A New Method to Detect Single Molecules

visualization of nanopipette tip and conductive flat electrode

Scientists are interested in being able to study individual molecules in order to determine characteristics that might not be evident when studying en masse. Being able to isolate a single molecule is tricky, but researchers during the past 20 years have been developing ways to use nanopore sensors for the task. The difficulty of this method lies with the extremely small size of the nanopores compared with the volume of solution containing the molecules of interest. It is especially difficult when the solution is diffuse – finding and isolating the molecules becomes extremely inefficient when dependent on diffusion alone.

MSI researchers have developed a new way to efficiently isolate and detect individual molecules. Principal Investigator Sang-Hyun Oh (associate professor, Electrical and Computer Engineering), graduate students Lauren Otto and Avijit Barik, and their colleagues Dr. Joshua Edel, Dr. Kevin Freedman, and Dr. Aleksandar Ivanov (all at Imperial College London), recently published a paper in the journal Nature Communications that describes their method. They used a dielectrophoretic (DEP) trapping mechanism that induces an electrothermal flow (ETF) to efficiently guide and trap molecules near the nanopore detection site (called a nanopipette). Molecules were then detected individually as they were drawn into the nanopipette with a DC voltage. This method was demonstrated with concentrations as low as 5 fM.

The authors used MSI resources to perform finite element modeling with the software package COMSOL Multiphysics. They used models to vary the strength of the electric field intensity gradient, which showed what strength of the field at the tip would isolate molecules near the nanopipette opening. Additional models were constructed to show the effects of solution flow generated by the applied electric field, which was responsible for overcoming diffusion limits in low concentration solutions. The article can be found on the Nature Communications website: KJ Freeman, LM Otto, AP Ivanov, A Barik, S-H Oh, and JB Edel. 2016. Nanopore sensing at ultra-low concentrations using single-molecule dielectrophoretic trapping. Nature Communications 7:10217. DOI:10.1038/ncomms10217.

Image description: Two-dimensional-axisymmetric electrostatic modeling of a 50 μm electrode gap between the nanopipette tip and a conductive flat electrode was simulated with a 10 V DC signal applied. Plots of the magnitude of the field intensity gradient, which is proportional to the force on a particle, are shown for regions (a) near the end of the pipette (scale bar, 25 nm) and (b) the DEP trapping volume and surrounding area (scale bar, 10 μm). The logarithmically scaled arrows show the direction of the force. The black contour line in b is along |∇|E|2|=1016.4 V2 m−3, which corresponds approximately to the threshold field intensity gradient for trapping 10 kbp DNA against Brownian motion. Image and description adapted from KJ Freeman et al, NatComms 7:10217 (2016).

Required action A:
Do the following statements agree with the article on detecting single molecules? Answer yes or no for each, and quote the words from the article that decide it.
(i) Researchers have spent about two decades developing ways to use nanopore sensors to isolate single molecules.
(ii) The method was demonstrated with concentrations as low as 5 pM.
(iii) Molecules were drawn into the nanopipette with an AC voltage.
Required action B: According to the article on detecting single molecules, which software package did the authors use for finite element modeling?
Required action C: Translate this sentence from the article on detecting single molecules into Spanish: "Molecules were then detected individually as they were drawn into the nanopipette with a DC voltage."

Data block:
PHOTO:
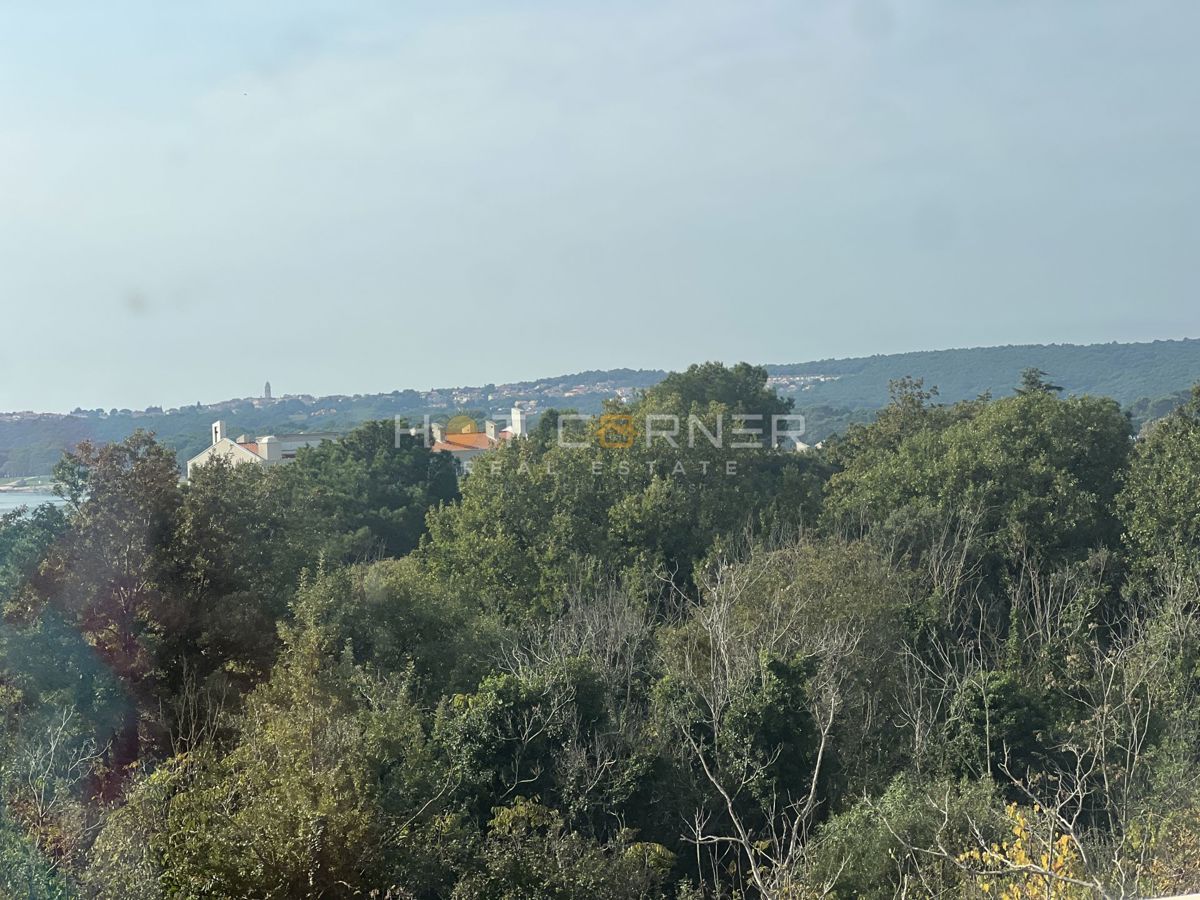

Exercise solution A:
(i) Yes: "researchers during the past 20 years have been developing ways to use nanopore sensors for the task."
(ii) No: "This method was demonstrated with concentrations as low as 5 fM."
(iii) No: "Molecules were then detected individually as they were drawn into the nanopipette with a DC voltage."

Exercise solution B: COMSOL Multiphysics.

Exercise solution C: Luego, las moléculas se detectaron individualmente a medida que eran atraídas hacia la nanopipeta mediante un voltaje de CC.